[Given passage start]

FIG. 4 is a flow chart depicting a variation of the process of FIG. 2A wherein the player plays against multiple computer opponents;

FIG. 5 is a flow chart depicting a variation of the process of FIG. 2A wherein the draw order changes based on whether the player won a previous game;

FIG. 6 is a flow chart depicting an electronic card gaming process wherein the player is given an option to increase a wager after the deal but before the player draws;

FIG. 7 is a flow chart depicting an electronic card gaming process wherein the player is required to increase the wager before the draw or else must fold and forfeit the wager;

FIG. 8 is a flow chart depicting a basic standalone electronic card gaming process in accordance with the present invention;

FIG. 9 is a flow chart depicting an electronic card gaming process wherein the player is given an option to increase the wager after the draw;

FIG. 10 is a flow chart depicting an electronic card gaming process wherein the player is required to increase the wager after the draw or else must fold and forfeit the wager;

FIG. 11 is a flow chart depicting an electronic card gaming process wherein the player must have a qualifying hand in order for the computer opponent to reveal its hand or else must fold and forfeit the wager;

FIG. 12 is a flow chart depicting a an electronic card gaming process wherein the player may get an award bonus if the player's pre-draw hand is of sufficient value;

FIG. 13 is a flow chart depicting an electronic card gaming process wherein a bonus pot value is progressively increased;

FIG. 14 is a flow chart depicting an electronic card gaming process wherein a player plays draw poker in accordance with the present invention as a bonus round to some other primary game;

FIG. 15 is a flow chart depicting an electronic card gaming process wherein a bonus round may be entered only if a sufficiently large wager is placed; and

FIG. 16 shows a live card-table system 200 according to an embodiment of the present invention for use in implementing a banked card game played with a physical deck of cards wherein a human dealer, whose play is directed by a computer implemented strategy process, plays against one or more players.

DETAILED DESCRIPTION OF THE PREFERRED EMBODIMENTS

FIG. 1 shows a block diagram of an exemplary computer gaming system 02 for implementing electronic card game processes according to principles of the present invention. In the depicted embodiment, system 02 includes a processor 04 for reading and executing card game instructions, a computer readable memory unit 05, connected to processor 04 via a bus 06, for storing the card game instructions, a player interface 07 connected to bus 06, and a display unit 08. The player interface may include, for example, a “Hold” button for each card dealt to the player. The card game instructions include instructions which, when executed by processor 04, utilize a random number generator (RNG) for generating a set of card values corresponding to the actual card values (and card faces for display) included in one or more computer card decks. In the present invention, the gaming system is said to deal cards, having unique card values, from a “computer card deck” by polling the random number generator. Once a card value is dealt, that value will not be generated again by the RNG unless the RNG is reset, such by “returning the card to the deck” or by restarting the card game.

[Given passage end]

**Set task A:**
Give the named object pointing entries as a Markdown table with the columns Row and Line, starting at the first entry and ending at the line that contains "(1014, 511)". Leave out blank lines.

[Recorded data start]

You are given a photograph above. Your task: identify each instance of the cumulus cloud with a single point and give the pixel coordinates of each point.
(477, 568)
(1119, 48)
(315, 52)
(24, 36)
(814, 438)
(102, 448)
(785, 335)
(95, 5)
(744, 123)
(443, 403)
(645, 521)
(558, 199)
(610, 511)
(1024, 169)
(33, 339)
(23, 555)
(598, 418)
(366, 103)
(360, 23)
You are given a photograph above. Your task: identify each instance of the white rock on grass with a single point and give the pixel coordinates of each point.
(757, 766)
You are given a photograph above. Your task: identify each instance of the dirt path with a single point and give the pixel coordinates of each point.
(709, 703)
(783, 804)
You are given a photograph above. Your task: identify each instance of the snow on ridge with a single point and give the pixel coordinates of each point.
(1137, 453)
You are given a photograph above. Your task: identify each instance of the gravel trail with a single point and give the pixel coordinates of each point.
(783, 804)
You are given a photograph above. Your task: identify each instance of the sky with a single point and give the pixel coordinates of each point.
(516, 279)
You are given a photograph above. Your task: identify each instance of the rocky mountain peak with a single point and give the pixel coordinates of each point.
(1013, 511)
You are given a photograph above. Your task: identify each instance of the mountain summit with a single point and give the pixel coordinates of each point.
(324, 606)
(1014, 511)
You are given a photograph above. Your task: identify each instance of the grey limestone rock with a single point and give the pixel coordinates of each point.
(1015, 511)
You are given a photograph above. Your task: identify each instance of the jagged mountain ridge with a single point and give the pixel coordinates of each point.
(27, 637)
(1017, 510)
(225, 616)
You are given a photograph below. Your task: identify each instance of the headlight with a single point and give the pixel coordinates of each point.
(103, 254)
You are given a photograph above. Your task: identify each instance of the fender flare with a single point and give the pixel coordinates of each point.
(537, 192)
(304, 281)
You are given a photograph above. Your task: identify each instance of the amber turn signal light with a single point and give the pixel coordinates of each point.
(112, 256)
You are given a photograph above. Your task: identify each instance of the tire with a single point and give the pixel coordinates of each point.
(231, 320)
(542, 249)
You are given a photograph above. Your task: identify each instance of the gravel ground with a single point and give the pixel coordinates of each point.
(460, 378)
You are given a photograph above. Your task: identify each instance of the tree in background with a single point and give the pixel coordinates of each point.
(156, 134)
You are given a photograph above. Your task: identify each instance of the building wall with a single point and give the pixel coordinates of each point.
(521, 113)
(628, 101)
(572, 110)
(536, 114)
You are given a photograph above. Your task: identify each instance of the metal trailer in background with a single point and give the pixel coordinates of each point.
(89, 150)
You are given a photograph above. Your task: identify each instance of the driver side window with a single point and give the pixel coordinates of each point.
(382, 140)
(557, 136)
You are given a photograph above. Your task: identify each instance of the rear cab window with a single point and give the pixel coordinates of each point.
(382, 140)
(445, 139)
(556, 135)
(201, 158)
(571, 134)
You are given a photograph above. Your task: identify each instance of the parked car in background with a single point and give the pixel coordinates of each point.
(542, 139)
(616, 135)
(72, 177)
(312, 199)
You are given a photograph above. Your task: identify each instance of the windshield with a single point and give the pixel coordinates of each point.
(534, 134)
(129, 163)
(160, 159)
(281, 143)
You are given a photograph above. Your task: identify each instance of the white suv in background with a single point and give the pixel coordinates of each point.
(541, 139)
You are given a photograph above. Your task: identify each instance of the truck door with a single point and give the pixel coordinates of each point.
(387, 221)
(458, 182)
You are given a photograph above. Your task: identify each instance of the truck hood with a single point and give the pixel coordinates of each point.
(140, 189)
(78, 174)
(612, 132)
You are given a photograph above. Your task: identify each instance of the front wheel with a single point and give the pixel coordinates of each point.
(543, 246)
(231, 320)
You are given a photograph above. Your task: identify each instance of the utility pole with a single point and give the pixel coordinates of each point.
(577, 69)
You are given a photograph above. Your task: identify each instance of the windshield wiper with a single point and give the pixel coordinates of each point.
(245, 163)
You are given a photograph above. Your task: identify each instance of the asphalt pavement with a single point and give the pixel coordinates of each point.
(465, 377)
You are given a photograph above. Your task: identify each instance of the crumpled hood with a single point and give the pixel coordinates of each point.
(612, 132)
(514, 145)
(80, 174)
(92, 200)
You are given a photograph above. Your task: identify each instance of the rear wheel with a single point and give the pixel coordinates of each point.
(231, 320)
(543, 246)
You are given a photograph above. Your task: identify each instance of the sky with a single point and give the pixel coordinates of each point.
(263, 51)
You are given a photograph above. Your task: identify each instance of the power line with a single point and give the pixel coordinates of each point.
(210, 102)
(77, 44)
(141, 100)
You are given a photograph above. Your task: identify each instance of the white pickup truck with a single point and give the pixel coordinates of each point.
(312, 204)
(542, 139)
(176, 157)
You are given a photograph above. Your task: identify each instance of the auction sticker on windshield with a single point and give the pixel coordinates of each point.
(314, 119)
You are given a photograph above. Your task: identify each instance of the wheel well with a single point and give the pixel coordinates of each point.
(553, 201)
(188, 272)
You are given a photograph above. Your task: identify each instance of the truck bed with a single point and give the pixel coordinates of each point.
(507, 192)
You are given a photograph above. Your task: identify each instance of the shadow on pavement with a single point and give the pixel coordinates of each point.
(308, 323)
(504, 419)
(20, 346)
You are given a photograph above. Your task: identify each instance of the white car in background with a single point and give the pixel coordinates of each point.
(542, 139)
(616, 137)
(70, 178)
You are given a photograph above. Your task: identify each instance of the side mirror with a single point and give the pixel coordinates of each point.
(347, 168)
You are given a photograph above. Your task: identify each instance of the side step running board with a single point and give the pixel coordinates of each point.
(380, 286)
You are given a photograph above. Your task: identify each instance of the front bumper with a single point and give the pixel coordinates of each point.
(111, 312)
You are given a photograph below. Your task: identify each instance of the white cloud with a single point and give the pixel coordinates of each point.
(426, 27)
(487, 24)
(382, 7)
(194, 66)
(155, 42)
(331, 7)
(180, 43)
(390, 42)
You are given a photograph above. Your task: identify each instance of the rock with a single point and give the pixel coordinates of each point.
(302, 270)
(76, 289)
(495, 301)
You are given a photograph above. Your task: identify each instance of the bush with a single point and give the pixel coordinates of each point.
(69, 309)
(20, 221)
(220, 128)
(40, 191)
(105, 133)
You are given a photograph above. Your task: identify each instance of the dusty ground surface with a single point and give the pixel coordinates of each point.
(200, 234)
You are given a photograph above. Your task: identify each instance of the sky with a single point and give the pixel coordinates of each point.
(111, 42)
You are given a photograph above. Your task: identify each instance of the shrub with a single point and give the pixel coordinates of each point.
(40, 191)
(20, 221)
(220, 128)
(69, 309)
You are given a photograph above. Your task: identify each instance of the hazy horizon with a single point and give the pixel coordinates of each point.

[Recorded data end]

**Set task B:**
Take the card gaming patent description further from the point where it stops.

**Expected answer A:**
| Row | Line |
|---|---|
| 1 | You are given a photograph above. Your task: identify each instance of the cumulus cloud with a single point and give the pixel coordinates of each point. |
| 2 | (477, 568) |
| 3 | (1119, 48) |
| 4 | (315, 52) |
| 5 | (24, 36) |
| 6 | (814, 438) |
| 7 | (102, 448) |
| 8 | (785, 335) |
| 9 | (95, 5) |
| 10 | (744, 123) |
| 11 | (443, 403) |
| 12 | (645, 521) |
| 13 | (558, 199) |
| 14 | (610, 511) |
| 15 | (1024, 169) |
| 16 | (33, 339) |
| 17 | (23, 555) |
| 18 | (598, 418) |
| 19 | (366, 103) |
| 20 | (360, 23) |
| 21 | You are given a photograph above. Your task: identify each instance of the white rock on grass with a single point and give the pixel coordinates of each point. |
| 22 | (757, 766) |
| 23 | You are given a photograph above. Your task: identify each instance of the dirt path with a single point and give the pixel coordinates of each point. |
| 24 | (709, 703) |
| 25 | (783, 804) |
| 26 | You are given a photograph above. Your task: identify each instance of the snow on ridge with a single point and give the pixel coordinates of each point. |
| 27 | (1137, 453) |
| 28 | You are given a photograph above. Your task: identify each instance of the gravel trail with a single point and give the pixel coordinates of each point. |
| 29 | (783, 804) |
| 30 | You are given a photograph above. Your task: identify each instance of the sky with a single point and give the pixel coordinates of each point. |
| 31 | (516, 279) |
| 32 | You are given a photograph above. Your task: identify each instance of the rocky mountain peak with a single point and give the pixel coordinates of each point. |
| 33 | (1013, 511) |
| 34 | You are given a photograph above. Your task: identify each instance of the mountain summit with a single point and give the pixel coordinates of each point. |
| 35 | (324, 606) |
| 36 | (1014, 511) |

**Expected answer B:**
FIG. 2A is a flow chart depicting at 10 a process, in accordance with the present invention, of implementing a banked electronic card game played between a player and a computer opponent wherein the computer opponent plays according to an optimal game strategy. The depicted process begins with step 11 in which a player places a places a wager and the game is activated, and proceeds to implement a core deal sub-process 12 of dealing and drawing cards which includes steps 13, 14, 16, 18, 20, and 22 described below.

Sub-process 12 begins with step 13 in which an initial player hand including N cards, having corresponding card values, is dealt to the player with the card values being displayed on display unit 08 (FIG. 1). In step 14, an initial opponent hand including N cards is dealt to the computer opponent with only card backs visible to the player. In step 16, the player is given an opportunity to draw cards by selecting, via player interface 07 (FIG. 1), which of the N cards of the initial player hand to hold and which to discard. In step 18, unchosen cards are discarded and replacement cards, having other card values, are dealt to the player with the new card values being displayed on display unit 08 (FIG. 1). In step 20, the game system decides which card values of the initial opponent hand to hold and which to discard by addressing a look-up table which is addressed using the N card values of the initial opponent hand as described further below. In step 22, unchosen card values are discarded and new values are generated for replacement “draw” cards which are “dealt” to the computer opponent. After execution of the core-deal sub-process 12, the depicted process proceeds to step 24 in which opponent card values are displayed, a winner is decided, and payout is made.

FIG. 2B depicts at 30 an alternative embodiment of the process illustrated in FIG. 2 wherein the computer opponent draws cards before the player draws. The depicted process is similar to the process illustrated in FIG. 2 except that the core deal sub-process 12 of FIG. 2A is replaced with a core deal sub-process 31 which includes the same steps as sub-process 12 but which executes these steps in a different order. In core deal sub-process 31, steps 20 and 22 are implemented before implementing steps 16 and 18 so that the computer opponent draws before the player.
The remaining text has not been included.